Tugas yang Diminta 1: Menurut kutipan sumber di bawah, Syihabuddin Al-Qalyubi mengisahkan cerita tentang ahli ibadah itu dalam kitab apa?
Tugas yang Diminta 2: Teruskan tulisan tentang ahli ibadah yang merasa hanya menyembah Allah, mulai setelah kalimat terakhir yang tercantum.
:: Kutipan Sumber ::
Ketika Ahli Ibadah ‘Kepedean’ Merasa Hanya
Menyembah Allah
Seperti berulang kali disampaikan oleh Emha
Ainun Nadjib (Cak Nun), kita tidak boleh merasa paling benar, apalagi sembari
menyalahkan orang lain. Sebab, Al-Qur’an telah mengajarkan pada kita untuk
bersikap rendah hati, seperti yang tersirat dalam doa Nabi Adam dan Nabi Yunus:
Rabbanâ dhalamnâ anfusanâ wa in lam taghfir lanâ wa tarhamnâ lanakûnannâ minal
khâsirîn. Lâ ilâha illâ Anta subhânaka innî kuntu minadh dhâlimîn.
Surat Al-Fatihah yang kita baca setiap rakaat
shalat bahkan juga memuat ayat yang meminta kita secara tersirat untuk
senantiasa merasa belum benar. Ihdinash shirâthal mustaqîm (tunjukkanlah kami
jalan yang lurus). Permohonan kita kepada Allah untuk ditunjukkan jalan yang
lurus menunjukkan bahwa jalan yang kita tempuh selama ini masih mengandung
kemungkinan tidak lurus, sehingga tak henti-hentinya kita memohon jalan yang
lurus.
Pesan agar kita senantiasa rendah hati dan
jangan merasa paling benar, ternyata juga terdapat dalam cerita yang dikisahkan
Syihabuddin Al-Qalyubi dalam kitab An-Nawadir. Berikut ceritanya.
Dikisahkan seorang ahli ibadah (‘âbid) sedang
melakukan shalat. Ketika ia sampai pada bacaan “iyyâka na‘budu” (hanya kepada-Mu
kami menyembah), dalam hatinya ia membatin bahwa ia sudah benar-benar menjadi
ahli ibadah yang sejati. Namun tiba-tiba ada suara gaib yang menyerunya.
:::
:: Informasi yang Diberikan ::
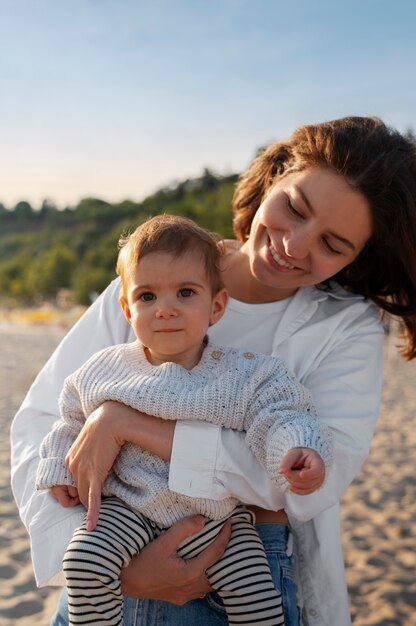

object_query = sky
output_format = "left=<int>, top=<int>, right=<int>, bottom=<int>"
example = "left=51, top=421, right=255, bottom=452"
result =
:::
Jawaban 1: Dalam kitab An-Nawadir.

Jawaban 2:
“Engkau telah berbohong! Engkau sesungguhnya
sedang menyembah makhluk.”
Mendengar suara gaib tersebut, seketika ia
bertobat dan menjauh dari kehidupan manusia agar terhindar melakukan dosa.
Ia kemudian melakukan shalat lagi. Ketika
sampai pada bacaan “iyyâka na‘budu” (hanya kepada-Mu kami menyembah), kembali
ada suara gaib yang terdengar.
“Engkau telah berbohong!Yang engkau sembah
sesungguhnya istrimu,” demikian bunyi suara gaib itu.
Ia kemudian menceraikan istrinya. Ia
melakukan shalat lagi, dan ketika sampai pada bacaan “iyyâka na‘budu” (hanya
kepada-Mu kami menyembah), lagi-lagi ada suara gaib yang menyerunya.
“Engkau berbohong! Engkau sesungguhnya
menyembah hartamu.”
Mendengar seruan itu, ia kemudian mendermakan
seluruh hartanya. Ia melakukan shalat lagi dan ketika sampai pada bacaan
“iyyâka na‘budu” (hanya kepada-Mu kami menyembah), untuk ke sekian kalinya
kembali terdengar suara gaib.
“Engkau berbohong! Yang sesungguhnya engkau
sembah adalah pakaianmu.”
Saat itu juga ia mendermakan seluruh pakaian
yang ia miliki kecuali pakaian yang ia kenakan. Ia kembali melakukan shalat,
dan ketika sampai pada bacaan “iyyâka na‘budu” (hanya kepada-Mu kami
menyembah), masih ada suara gaib yang terdengar. Namun kali ini suara gaib itu
lain.
“Engkau benar, engkau telah menyembah-Ku.
Engkau adalah seorang ahli ibadah sejati,” demikian akhirnya suara gaib itu
berbunyi.
Kita tidak harus secara tekstual meniru apa
yang dilakukan ahli ibadah dalam cerita tersebut dalam artian sampai menjauhi
manusia, menceraikan istri, mendermakan seluruh harta dan pakaiannya. Sebab
pesan yang ingin disampaikan bukan itu, tetapi pertama, kita tidak boleh merasa
sudah menjadi orang yang benar seperti dibatinkan tokoh utama saat melakukan
shalat.
Anggapan si ahli ibadah bahwa ia sudah
benar-benar menjadi ahli ibadah ternyata dibantah berkali-kali oleh suara
gaib.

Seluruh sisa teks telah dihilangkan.